The response should consist of every line below, unchanged.

------ SUPPLIED DATA ------

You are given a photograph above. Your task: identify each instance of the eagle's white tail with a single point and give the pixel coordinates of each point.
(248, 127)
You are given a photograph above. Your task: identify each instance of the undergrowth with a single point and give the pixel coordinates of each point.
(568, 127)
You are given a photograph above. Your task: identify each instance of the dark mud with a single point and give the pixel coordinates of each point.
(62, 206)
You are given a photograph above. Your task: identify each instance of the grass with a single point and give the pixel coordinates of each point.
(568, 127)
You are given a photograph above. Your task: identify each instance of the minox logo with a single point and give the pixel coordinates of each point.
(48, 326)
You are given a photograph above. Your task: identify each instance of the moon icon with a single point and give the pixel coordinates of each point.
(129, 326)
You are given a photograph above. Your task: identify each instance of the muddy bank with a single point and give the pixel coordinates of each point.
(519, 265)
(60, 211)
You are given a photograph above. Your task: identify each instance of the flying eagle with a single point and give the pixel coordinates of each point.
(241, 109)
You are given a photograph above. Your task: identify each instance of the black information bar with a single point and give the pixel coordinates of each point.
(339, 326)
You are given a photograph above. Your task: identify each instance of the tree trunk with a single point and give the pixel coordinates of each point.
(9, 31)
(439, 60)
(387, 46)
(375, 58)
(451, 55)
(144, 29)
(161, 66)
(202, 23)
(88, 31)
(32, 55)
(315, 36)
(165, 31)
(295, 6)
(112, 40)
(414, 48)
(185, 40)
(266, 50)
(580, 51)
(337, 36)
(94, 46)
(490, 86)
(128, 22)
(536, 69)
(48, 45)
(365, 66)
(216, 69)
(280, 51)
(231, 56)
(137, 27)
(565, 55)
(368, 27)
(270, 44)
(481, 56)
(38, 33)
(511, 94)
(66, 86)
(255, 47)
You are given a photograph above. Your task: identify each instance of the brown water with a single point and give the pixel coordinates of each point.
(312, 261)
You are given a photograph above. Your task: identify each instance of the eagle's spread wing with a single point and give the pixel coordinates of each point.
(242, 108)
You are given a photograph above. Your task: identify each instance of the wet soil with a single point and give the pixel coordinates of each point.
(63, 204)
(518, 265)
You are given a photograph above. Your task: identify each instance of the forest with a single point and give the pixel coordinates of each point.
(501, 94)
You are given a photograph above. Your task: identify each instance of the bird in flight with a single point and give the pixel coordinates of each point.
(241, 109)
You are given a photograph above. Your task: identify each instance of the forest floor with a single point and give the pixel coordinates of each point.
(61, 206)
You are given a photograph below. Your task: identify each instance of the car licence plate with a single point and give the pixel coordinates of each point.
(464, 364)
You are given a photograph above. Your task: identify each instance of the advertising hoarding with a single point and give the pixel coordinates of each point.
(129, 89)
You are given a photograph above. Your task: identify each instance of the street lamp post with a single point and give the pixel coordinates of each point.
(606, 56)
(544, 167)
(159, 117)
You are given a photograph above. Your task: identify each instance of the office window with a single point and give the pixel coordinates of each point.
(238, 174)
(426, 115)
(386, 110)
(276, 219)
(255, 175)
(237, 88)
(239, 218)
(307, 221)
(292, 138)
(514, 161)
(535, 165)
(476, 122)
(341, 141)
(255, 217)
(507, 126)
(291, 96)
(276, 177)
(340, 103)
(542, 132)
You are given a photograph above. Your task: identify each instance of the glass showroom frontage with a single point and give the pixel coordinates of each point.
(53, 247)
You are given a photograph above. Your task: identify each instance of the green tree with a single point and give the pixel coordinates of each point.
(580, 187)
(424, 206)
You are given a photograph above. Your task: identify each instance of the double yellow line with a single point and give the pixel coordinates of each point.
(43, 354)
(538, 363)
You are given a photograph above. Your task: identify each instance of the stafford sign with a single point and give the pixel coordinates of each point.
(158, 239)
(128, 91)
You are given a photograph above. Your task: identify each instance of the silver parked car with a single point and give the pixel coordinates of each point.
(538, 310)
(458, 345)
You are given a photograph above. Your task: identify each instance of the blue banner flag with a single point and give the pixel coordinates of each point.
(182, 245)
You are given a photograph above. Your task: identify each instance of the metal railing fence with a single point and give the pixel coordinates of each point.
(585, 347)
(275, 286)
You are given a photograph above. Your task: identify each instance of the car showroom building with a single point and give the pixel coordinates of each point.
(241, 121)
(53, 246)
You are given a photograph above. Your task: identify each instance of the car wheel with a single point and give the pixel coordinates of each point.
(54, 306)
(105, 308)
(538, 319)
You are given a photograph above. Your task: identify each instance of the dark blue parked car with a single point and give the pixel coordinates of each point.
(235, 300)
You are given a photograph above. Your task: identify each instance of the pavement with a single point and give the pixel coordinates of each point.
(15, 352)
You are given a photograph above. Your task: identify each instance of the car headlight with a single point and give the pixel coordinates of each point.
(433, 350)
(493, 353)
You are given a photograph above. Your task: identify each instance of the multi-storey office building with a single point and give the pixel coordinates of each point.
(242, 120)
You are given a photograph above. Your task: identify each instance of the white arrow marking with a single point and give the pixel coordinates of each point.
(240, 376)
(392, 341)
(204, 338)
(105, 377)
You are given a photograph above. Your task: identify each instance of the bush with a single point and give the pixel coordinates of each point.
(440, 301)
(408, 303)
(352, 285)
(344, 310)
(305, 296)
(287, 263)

------

## TASK RESULT
You are given a photograph above. Your task: identify each instance of the eagle's white tail with a single point and give the pixel coordinates of each point.
(248, 127)
You are given a photograph above. Your task: identify each instance of the undergrowth with a single point and give the pixel coordinates of each point.
(568, 127)
You are given a photograph above. Your task: identify each instance of the dark mud with a single point and give the pixel coordinates of each point.
(62, 206)
You are given a photograph above. Your task: identify each instance of the grass with a single point and give the pixel coordinates of each point.
(568, 127)
You are given a photograph above. Your task: identify each instance of the minox logo with a single point and give the pixel coordinates of each point.
(48, 326)
You are given a photograph above. Your task: identify each instance of the moon icon with a single point and give the pixel coordinates of each point.
(129, 326)
You are given a photograph above. Your task: identify each instance of the muddy bank with a single point and give the pixel coordinates of each point.
(519, 265)
(60, 211)
You are given a photograph above. Your task: identify each instance of the flying eagle with a single point and give the pixel coordinates of each point.
(241, 109)
You are given a photograph above. Your task: identify each instance of the black information bar with a single point and give the pixel coordinates of each point.
(339, 326)
You are given a photograph above. Your task: identify each instance of the tree trunk with a single point and give the pixel coordinates of each point.
(9, 31)
(439, 60)
(387, 46)
(375, 58)
(451, 55)
(144, 29)
(161, 66)
(202, 23)
(88, 31)
(32, 55)
(315, 36)
(165, 31)
(295, 6)
(112, 40)
(414, 48)
(185, 40)
(266, 50)
(580, 51)
(337, 36)
(94, 46)
(490, 86)
(128, 22)
(536, 69)
(48, 45)
(365, 66)
(216, 69)
(280, 51)
(231, 56)
(137, 27)
(565, 55)
(368, 27)
(270, 44)
(481, 56)
(38, 33)
(511, 94)
(66, 86)
(255, 47)
You are given a photograph above. Your task: identify each instance of the brown water with a single point and give the pixel coordinates of each point.
(312, 261)
You are given a photograph above. Your task: identify each instance of the eagle's spread wing with a single point and give the pixel coordinates of each point.
(242, 108)
You are given a photograph above. Your task: identify each instance of the wet soil with a single point and give the pixel coordinates of each point.
(63, 204)
(518, 265)
You are given a photograph above. Your task: identify each instance of the forest with a single point and give the pixel coordinates of each point.
(501, 94)
You are given a photograph above. Your task: identify each instance of the bird in flight with a single point and give the pixel coordinates of each point.
(241, 109)
You are given a photograph above. Your task: identify each instance of the forest floor with a single point and give the pixel coordinates of each point.
(61, 206)
You are given a photograph below. Your task: identify each instance of the car licence plate with a single point and give the pixel coordinates of each point.
(464, 364)
You are given a photograph above. Your task: identify each instance of the advertising hoarding with a single point and give the pixel coordinates of each point.
(129, 89)
You are given a photograph above. Your task: identify each instance of the street lamp post with a single point and give the pixel coordinates of each point.
(606, 56)
(544, 167)
(159, 117)
You are given a photograph above. Your task: identify each instance of the office window with a single point and give the pixel coordinates of each point.
(238, 174)
(426, 115)
(386, 110)
(276, 219)
(255, 175)
(237, 88)
(239, 218)
(307, 221)
(292, 138)
(514, 161)
(535, 165)
(476, 122)
(341, 141)
(255, 217)
(507, 126)
(291, 96)
(276, 177)
(340, 103)
(542, 132)
You are given a photograph above. Your task: identify each instance of the glass showroom frontage with a single point and give the pixel coordinates of each point.
(53, 247)
You are given a photograph above. Your task: identify each instance of the green tree with a single point and give the pixel coordinates of each point.
(580, 187)
(424, 206)
You are given a photograph above. Your task: identify each instance of the double yellow line with a single point and give the pixel coordinates of each point.
(43, 354)
(538, 363)
You are given a photograph above. Your task: identify each instance of the stafford sign with a single point and give the pixel coordinates of each point.
(158, 239)
(128, 91)
You are given a photograph above. Your task: identify each instance of the silver parked car with a single point and give the pixel coordinates of each point.
(538, 310)
(458, 345)
You are given a photograph above. Your task: identify each instance of the blue banner flag with a single point and give the pixel coordinates of each point.
(182, 245)
You are given a photograph above. Your task: identify each instance of the metal railing fence with a single point and give the pixel coordinates of each point.
(585, 347)
(275, 286)
You are given a photograph above. Your task: identify each instance of the car showroom building with a single point and give the pixel coordinates of each point.
(241, 121)
(53, 246)
You are given a photograph above. Your task: identify each instance of the car wheel with a single point and give the pixel coordinates of each point.
(54, 306)
(105, 308)
(538, 319)
You are given a photograph above. Your task: identify each instance of the dark blue parked car with a single point and give the pixel coordinates of each point.
(235, 300)
You are given a photograph above. Your task: identify each instance of the pavement with a single point and give the pixel coordinates of each point.
(15, 352)
You are given a photograph above. Your task: identify each instance of the car headlight with a single point and give the pixel coordinates of each point.
(433, 350)
(493, 353)
You are given a photograph above. Your task: identify each instance of the multi-storey office building with a single point and give the pixel coordinates of each point.
(242, 120)
You are given a photograph above. Your task: identify each instance of the white arrow marking with a single point and give the pixel coordinates of each point.
(240, 376)
(392, 341)
(204, 338)
(105, 377)
You are given a photograph above. Your task: identify each instance of the bush with a single point and give the pixel coordinates of each point.
(440, 301)
(408, 303)
(352, 285)
(344, 310)
(305, 296)
(287, 263)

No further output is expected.